> **Brano del documento**:

========================================

Da stamattina si trincera anche dietro i Sindacati, anche loro preoccupati per il presente ma senza una visione per il futuro, e preannuncia una ulteriore chiusura delle attività produttive fino al 3 maggio.
Segue la corrente, Giuseppe Conte, si fa trascinare dagli umori, dalla paura, dalla rassegnazione della gente e, per parte della popolazione, dalla possibilità di essere ulteriormente assistiti come Grillo e i 5 Stelle pretendono che sia anche in periodo normale, come se gli euro fiorissero sugli alberi. Non è ancora riuscito, Conte, a tracciare un percorso che superi le paure e faccia intendere che, dietro questa assuefazione a star fermi, si affaccia concretamente il mostro di una disoccupazione senza limiti che, anch’essa sarà pagata dalle nuove generazioni. Non se n’è occupato, anzi la sua preoccupazione attuale è quella di ottenere tanti infiniti prestiti che, poi, noi o figli e nipoti dovremo comunque rimborsare, in un modo o nell’altro. La sua retorica, poi, sulla meraviglia di restare a casa è diventata stucchevole seccante, fastidiosa,
Senza una narrazione nuova, senza una descrizione anche vaga di come si procederà per riattivare le attività produttive, la gente smetterà di sacrificarsi. Con il passare delle settimane ci siamo accorti che accanto alla curva epidemica ne esistono infatti delle altre: la curva delle vittime dovute ai danni economici, quella delle vittime dovute ai danni psicologici. E sappiamo che la fine ultima del contagio è di là da venire a meno che non avvenga un miracolo. Di cure efficaci non se ne vede l’ombra, l’immunità di gregge è pericolosa. Resta il vaccino. Pertanto dobbiamo assumere, come «fine del contagio», il momento in cui una parte cospicua della popolazione sarà vaccinata. In uno scenario ottimistico, ovvero assumendo che il vaccino esista già fra i tanti allo studio e che sia sperimentato e prodotto in tempi record, significa non prima di un anno.

========================================

> **Estratto dei dati**:
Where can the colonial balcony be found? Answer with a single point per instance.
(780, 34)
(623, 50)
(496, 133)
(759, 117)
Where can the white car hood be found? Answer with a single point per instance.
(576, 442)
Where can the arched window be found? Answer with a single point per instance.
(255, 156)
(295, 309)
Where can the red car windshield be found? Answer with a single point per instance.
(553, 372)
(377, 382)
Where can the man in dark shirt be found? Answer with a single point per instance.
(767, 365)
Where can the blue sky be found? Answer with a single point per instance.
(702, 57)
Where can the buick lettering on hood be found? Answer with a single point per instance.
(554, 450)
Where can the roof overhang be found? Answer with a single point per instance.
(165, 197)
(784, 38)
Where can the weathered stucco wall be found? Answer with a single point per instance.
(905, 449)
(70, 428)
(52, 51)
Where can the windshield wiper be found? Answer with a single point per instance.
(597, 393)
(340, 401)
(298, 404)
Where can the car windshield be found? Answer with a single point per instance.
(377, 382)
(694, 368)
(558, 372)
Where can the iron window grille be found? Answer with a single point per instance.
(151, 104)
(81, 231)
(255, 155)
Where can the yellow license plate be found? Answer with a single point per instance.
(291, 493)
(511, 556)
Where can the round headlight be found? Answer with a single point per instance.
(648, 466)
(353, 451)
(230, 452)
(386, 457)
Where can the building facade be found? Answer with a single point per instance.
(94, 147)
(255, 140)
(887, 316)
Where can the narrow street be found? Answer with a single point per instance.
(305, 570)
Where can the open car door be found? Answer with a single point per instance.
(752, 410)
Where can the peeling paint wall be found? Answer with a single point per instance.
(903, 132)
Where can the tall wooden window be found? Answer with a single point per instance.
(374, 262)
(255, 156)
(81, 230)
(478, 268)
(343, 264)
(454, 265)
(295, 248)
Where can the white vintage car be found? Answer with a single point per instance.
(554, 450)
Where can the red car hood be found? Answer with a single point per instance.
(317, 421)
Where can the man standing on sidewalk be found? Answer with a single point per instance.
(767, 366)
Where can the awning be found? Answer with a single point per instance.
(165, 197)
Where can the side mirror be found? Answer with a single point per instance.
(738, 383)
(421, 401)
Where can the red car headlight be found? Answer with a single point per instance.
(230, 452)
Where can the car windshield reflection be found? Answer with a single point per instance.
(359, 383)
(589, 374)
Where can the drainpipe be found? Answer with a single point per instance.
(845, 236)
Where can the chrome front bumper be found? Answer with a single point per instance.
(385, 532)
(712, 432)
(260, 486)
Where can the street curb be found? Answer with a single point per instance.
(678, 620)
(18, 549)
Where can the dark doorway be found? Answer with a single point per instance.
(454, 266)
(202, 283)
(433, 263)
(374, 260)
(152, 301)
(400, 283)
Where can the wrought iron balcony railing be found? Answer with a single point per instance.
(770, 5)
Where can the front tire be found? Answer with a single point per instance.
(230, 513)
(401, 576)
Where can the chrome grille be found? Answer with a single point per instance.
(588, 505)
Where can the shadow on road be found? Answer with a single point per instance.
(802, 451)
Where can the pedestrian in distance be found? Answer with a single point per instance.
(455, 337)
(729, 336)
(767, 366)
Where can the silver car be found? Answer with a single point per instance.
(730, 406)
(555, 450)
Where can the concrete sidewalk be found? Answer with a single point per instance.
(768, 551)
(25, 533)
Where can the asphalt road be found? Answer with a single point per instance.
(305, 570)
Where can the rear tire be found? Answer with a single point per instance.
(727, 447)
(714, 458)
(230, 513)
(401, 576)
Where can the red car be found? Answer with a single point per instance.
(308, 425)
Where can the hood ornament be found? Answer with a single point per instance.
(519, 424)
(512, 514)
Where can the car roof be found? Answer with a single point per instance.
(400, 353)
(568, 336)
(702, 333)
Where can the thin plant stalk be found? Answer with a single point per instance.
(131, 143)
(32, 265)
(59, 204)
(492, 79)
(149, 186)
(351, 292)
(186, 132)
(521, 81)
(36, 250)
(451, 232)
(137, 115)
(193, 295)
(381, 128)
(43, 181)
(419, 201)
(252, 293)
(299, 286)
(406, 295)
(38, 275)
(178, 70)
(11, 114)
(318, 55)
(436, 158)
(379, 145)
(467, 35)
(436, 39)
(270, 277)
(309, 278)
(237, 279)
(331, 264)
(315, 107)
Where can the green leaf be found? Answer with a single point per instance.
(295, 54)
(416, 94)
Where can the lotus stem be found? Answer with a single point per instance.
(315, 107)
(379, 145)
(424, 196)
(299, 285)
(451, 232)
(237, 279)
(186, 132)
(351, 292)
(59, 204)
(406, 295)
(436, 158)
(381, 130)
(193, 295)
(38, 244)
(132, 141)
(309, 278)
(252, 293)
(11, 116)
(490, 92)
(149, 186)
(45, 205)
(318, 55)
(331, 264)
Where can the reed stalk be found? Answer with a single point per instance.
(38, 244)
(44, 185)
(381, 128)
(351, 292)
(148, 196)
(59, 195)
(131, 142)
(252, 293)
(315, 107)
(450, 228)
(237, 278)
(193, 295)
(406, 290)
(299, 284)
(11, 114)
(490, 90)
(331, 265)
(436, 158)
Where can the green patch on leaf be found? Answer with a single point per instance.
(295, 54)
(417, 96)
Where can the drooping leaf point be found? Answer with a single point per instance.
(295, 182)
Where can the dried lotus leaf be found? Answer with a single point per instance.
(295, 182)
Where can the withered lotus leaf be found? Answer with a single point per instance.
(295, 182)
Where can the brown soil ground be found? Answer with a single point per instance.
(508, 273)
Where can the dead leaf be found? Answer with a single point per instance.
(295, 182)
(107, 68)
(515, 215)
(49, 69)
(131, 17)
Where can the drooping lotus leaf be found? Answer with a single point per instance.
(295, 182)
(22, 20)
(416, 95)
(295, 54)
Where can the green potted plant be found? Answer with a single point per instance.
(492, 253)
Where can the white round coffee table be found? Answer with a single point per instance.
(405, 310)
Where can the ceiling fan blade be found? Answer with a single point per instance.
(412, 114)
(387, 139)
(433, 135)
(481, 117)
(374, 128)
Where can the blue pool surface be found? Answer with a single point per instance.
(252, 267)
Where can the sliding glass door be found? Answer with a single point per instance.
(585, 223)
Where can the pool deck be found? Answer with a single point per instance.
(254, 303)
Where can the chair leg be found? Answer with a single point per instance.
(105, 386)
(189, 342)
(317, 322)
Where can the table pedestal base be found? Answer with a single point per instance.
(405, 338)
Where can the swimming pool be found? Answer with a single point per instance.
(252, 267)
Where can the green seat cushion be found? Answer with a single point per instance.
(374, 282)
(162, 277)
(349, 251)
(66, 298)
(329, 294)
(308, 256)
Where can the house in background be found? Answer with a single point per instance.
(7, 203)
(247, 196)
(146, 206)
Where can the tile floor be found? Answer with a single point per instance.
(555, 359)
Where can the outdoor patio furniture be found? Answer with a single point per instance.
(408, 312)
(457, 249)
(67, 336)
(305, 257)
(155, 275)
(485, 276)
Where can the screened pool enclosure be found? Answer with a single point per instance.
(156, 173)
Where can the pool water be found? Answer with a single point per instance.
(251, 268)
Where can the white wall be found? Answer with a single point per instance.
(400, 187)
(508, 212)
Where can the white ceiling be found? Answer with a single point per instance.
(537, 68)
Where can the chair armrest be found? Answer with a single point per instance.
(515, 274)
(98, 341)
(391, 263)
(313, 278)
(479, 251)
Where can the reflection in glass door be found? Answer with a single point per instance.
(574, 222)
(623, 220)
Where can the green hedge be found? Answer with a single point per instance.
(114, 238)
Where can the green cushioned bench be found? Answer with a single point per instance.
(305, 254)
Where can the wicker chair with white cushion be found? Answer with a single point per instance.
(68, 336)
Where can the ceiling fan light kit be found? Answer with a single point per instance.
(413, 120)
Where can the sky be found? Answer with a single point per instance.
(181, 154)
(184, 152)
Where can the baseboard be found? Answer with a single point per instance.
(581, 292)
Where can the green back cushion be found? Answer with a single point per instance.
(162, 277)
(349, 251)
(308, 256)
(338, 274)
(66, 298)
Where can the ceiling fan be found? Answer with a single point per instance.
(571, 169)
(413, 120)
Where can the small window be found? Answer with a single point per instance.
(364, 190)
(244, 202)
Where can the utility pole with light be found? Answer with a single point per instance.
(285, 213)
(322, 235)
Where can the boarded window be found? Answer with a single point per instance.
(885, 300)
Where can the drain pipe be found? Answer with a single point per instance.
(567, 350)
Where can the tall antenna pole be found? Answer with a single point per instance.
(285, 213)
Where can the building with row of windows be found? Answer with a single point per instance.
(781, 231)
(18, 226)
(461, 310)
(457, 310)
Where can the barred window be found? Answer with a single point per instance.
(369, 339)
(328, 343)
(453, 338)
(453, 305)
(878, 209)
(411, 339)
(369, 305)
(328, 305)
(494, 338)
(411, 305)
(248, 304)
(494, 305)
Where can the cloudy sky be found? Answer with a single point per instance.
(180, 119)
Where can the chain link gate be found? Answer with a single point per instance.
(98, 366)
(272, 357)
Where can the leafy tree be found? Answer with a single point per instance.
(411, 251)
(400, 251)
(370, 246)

========================================

> **Elenco dei compiti**:
1. Elenchi tutte le curve nominate nel brano su Conte e il blocco delle attività produttive.
2. Prosegua il brano su Conte e il blocco delle attività produttive, riprendendo dopo l'ultima frase riportata.

> **Risposte scritte**:
1.
- la curva epidemica
- la curva delle vittime dovute ai danni economici
- la curva delle vittime dovute ai danni psicologici

2.
In questo momento la quasi totalità delle attività è chiusa: la produzione industriale, le piccole attività, la scuola, i bar e i ristoranti, le seconde case, i cinema e i teatri, le spiagge e le librerie, noi. La pressione aumenta sempre di più. Bisognerà decidersi ad allentare la morsa. D’altra parte, da sempre, nonostante il virus, l’industria agro-alimentare e farmaceutica stanno lavorando e con essa tutta la distribuzione, grande o piccola, che consente alla società di sopravvivere. È di tuta evidenza che queste attività vengono svolte in massima sicurezza per chi ci lavora. Perché non dovrebbe essere ugual cosa per altri settori industriali e artigianali? Perché non dovrebbe essere ugual cosa per altri settori commerciali?
A tal proposito, ci sono già esempi che posso fare da apripista per la ripartenza, come l’accordo intervenuto in nottata tra la FCA (ex Fiat) e i sindacati, che prevede obbligo di mascherina per l’intero personale, rilevazione delle temperature prima dell’ingresso in azienda, mantenimento della distanza di almeno un metro, sanificazione degli ambienti, procedure per evitare assembramenti nelle mense e negli spogliatoi, uso dello smart working e formazione del personale. L’accordo ha ricevuto anche l’approvazione del virologo Roberto Burioni.
Nessuno vuole sottovalutare il fatto che la gestione della situazione che attende il governo non è per nulla invidiabile, soprattutto in mezzo alla ruggine e ai cigolii della nostra burocrazia, ma occorre smetterla di giocare sulla paura per conservare il consenso popolare. Questo consenso svanirà facilmente quando milioni di persone si ritroveranno ai margini del sistema, espulsi, licenziati, allontanati, cacciati.